§ Excerpted passage:
= = = =
2024-02-03: Fantom<->Java Interop for Iris Data Analysis

As I've done in a few other notes, I will explore some simple data analysis tools applied to the iris dataset, but this time using Fantom. This will illustrate how to interact with a Java library from Fantom for simple purposes.

The Java library used here is Apache Commons Math, version 3.6.1. Download commons-math3-3.6.1.jar and place in "FANTOM/lib/java/ext", ready for Fantom to find and use.

Loading a CSV File

The iris dataset, "iris.data", is a CSV formatted dataset:

5.1,3.5,1.4,0.2,Iris-setosa
4.9,3.0,1.4,0.2,Iris-setosa
4.7,3.2,1.3,0.2,Iris-setosa
4.6,3.1,1.5,0.2,Iris-setosa
...

There are four numeric fields, followed by a class name.

The first part of the program must load the dataset, creating a list of IrisInstance instances, where each IrisInstance holds the data from one row of the file.

The IrisInstance class is:

class IrisInstance : Clusterable
{
  Float sepalLength
  Float sepalWidth
  Float petalLength
  Float petalWidth
  Str label

  new make(Str[] row)
= = = =
§ Direction A: State whether each statement agrees with the Fantom iris data analysis note, answering yes or no and quoting the deciding words: (i) the Java library used is Apache Commons Math, version 3.6.1; (ii) each row of the iris dataset has five numeric fields; (iii) the jar file is to be placed in "FANTOM/lib/java/ext".
§ Direction B: Print the passage of the Fantom iris data analysis note from "Loading a CSV" up to and including "a class name.", word for word.
The lines after this point are separate material, unrelated to the Fantom iris data analysis note.

§ Recorded information:
= = = =
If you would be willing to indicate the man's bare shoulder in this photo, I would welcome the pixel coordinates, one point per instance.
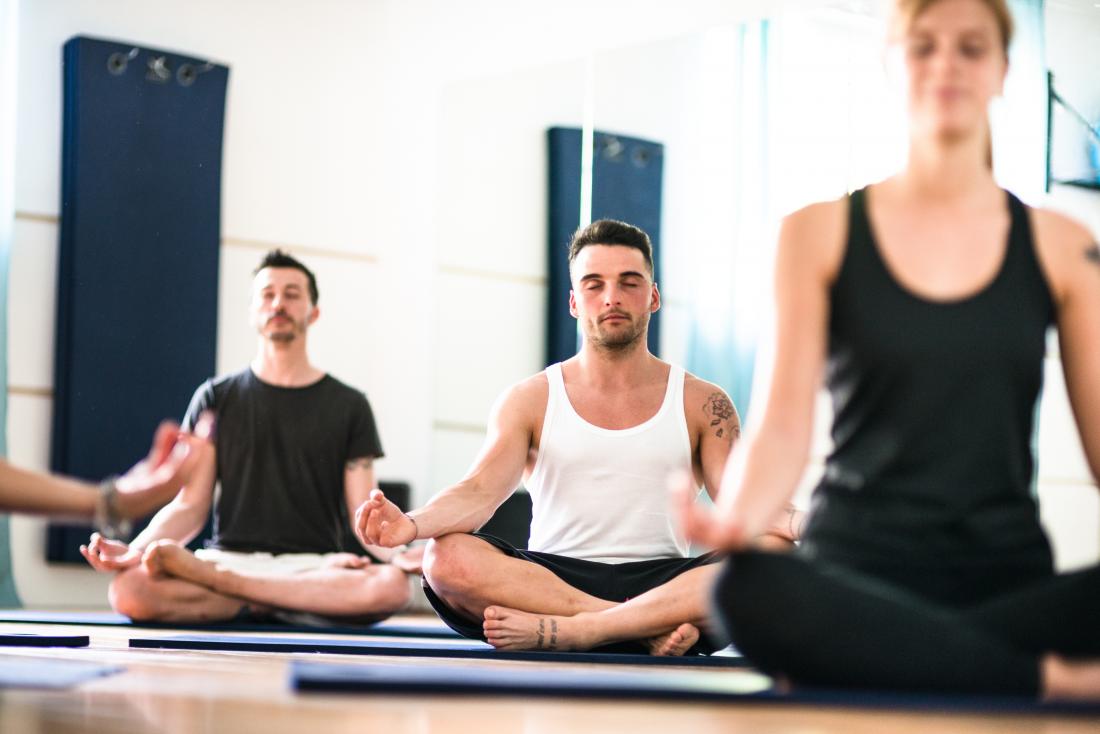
(708, 407)
(525, 401)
= = = =
§ Written solution A:
(i) Yes: "The Java library used here is Apache Commons Math, version 3.6.1."
(ii) No: "There are four numeric fields, followed by a class name."
(iii) Yes: "Download commons-math3-3.6.1.jar and place in "FANTOM/lib/java/ext", ready for Fantom to find and use."

§ Written solution B:
Loading a CSV File

The iris dataset, "iris.data", is a CSV formatted dataset:

5.1,3.5,1.4,0.2,Iris-setosa
4.9,3.0,1.4,0.2,Iris-setosa
4.7,3.2,1.3,0.2,Iris-setosa
4.6,3.1,1.5,0.2,Iris-setosa
...

There are four numeric fields, followed by a class name.